## WRITTEN EXERCISE
Set down, word for word, the part of the article about Nikolai Volkoff that starts with the words "The good tickets" and ends after the words "not letting on.".

## DOCUMENT SECTION
(begin)

Nikolai Volkoff, an unappreciated Cold Warrior, still wrestles on weekends.
He starred in the first Wrestlemania in 1985. He sang the Russian national anthem at that event, then teamed with the Iron Sheik to win the WWF World Tag Team Championship in front of an international pay-per-view audience and a sold-out Madison Square Garden crowd.
Volkoff didn’t take part in the pomp and circumstance surrounding last month’s Wrestlemania XX. No, while the current flavors of the group now known as WWE gathered again at the Garden to celebrate the 20th rendition of what has become the Super Bowl of wrestling, Volkoff was in the ring at the Millcreek Civic Center in Chesterfield, Ind., facing a grappler by the name of Diceman Ronnie Vegas.
The good tickets at the Garden this year sold for hundreds of dollars. Ringside seats for the Volkoff/Vegas feature could be had for $11, and according to the local papers were available only at the “Chesterfield Dairy Queen, Northgate True Value in Anderson and Delaware County Pawnbrokers in Muncie.”
If Volkoff regrets missing out on the latest Garden party, he’s not letting on.
“Business is business,” he tells me in a thick Eastern European accent. “I was working.”
He likes working. After taking down Vegas, Volkoff made it back home in time for what for the past eight years has been his other job: He’s an inspector for the Bureau of Code Enforcement for Baltimore County, where he’s lived for three decades.

(end)

[Extracted records]
(begin)

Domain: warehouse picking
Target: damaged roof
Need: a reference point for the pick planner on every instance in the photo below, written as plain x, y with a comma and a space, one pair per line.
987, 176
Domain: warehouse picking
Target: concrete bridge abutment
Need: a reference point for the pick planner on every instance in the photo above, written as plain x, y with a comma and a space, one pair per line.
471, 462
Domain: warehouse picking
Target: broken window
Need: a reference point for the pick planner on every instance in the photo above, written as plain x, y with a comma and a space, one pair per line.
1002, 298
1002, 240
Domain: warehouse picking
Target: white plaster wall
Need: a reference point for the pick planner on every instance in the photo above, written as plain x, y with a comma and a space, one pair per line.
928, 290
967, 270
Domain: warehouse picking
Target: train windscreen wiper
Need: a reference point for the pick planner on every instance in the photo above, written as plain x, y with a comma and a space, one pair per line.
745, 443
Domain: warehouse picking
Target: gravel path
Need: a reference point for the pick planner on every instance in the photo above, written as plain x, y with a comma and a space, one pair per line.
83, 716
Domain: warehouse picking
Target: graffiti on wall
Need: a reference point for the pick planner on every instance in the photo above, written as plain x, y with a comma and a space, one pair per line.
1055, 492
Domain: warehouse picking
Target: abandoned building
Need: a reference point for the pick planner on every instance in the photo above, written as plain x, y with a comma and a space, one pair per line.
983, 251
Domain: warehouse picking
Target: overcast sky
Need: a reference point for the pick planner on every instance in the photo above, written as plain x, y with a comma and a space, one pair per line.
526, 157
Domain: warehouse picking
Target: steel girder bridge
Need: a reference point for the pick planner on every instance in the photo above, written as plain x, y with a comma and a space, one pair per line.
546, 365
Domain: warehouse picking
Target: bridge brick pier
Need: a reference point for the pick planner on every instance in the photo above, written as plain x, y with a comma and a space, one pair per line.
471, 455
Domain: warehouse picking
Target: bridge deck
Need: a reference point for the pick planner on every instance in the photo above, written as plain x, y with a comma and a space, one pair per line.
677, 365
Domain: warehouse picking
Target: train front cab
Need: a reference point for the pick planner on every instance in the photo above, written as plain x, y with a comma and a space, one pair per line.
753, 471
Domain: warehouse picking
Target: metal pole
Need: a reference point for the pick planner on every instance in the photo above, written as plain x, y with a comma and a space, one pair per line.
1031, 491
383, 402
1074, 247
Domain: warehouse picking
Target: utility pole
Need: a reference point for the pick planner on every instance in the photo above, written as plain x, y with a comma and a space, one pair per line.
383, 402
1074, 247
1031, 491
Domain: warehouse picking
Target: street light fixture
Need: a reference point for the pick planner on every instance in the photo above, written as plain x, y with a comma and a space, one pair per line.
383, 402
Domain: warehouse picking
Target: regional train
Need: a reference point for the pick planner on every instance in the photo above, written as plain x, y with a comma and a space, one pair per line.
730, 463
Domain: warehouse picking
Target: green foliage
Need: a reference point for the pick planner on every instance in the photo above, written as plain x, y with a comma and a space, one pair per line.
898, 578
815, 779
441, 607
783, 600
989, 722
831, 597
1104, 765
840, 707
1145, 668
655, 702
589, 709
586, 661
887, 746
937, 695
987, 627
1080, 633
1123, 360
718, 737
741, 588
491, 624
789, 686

(end)

## SOLUTION TO THE PROBLEM
The good tickets at the Garden this year sold for hundreds of dollars. Ringside seats for the Volkoff/Vegas feature could be had for $11, and according to the local papers were available only at the “Chesterfield Dairy Queen, Northgate True Value in Anderson and Delaware County Pawnbrokers in Muncie.”
If Volkoff regrets missing out on the latest Garden party, he’s not letting on.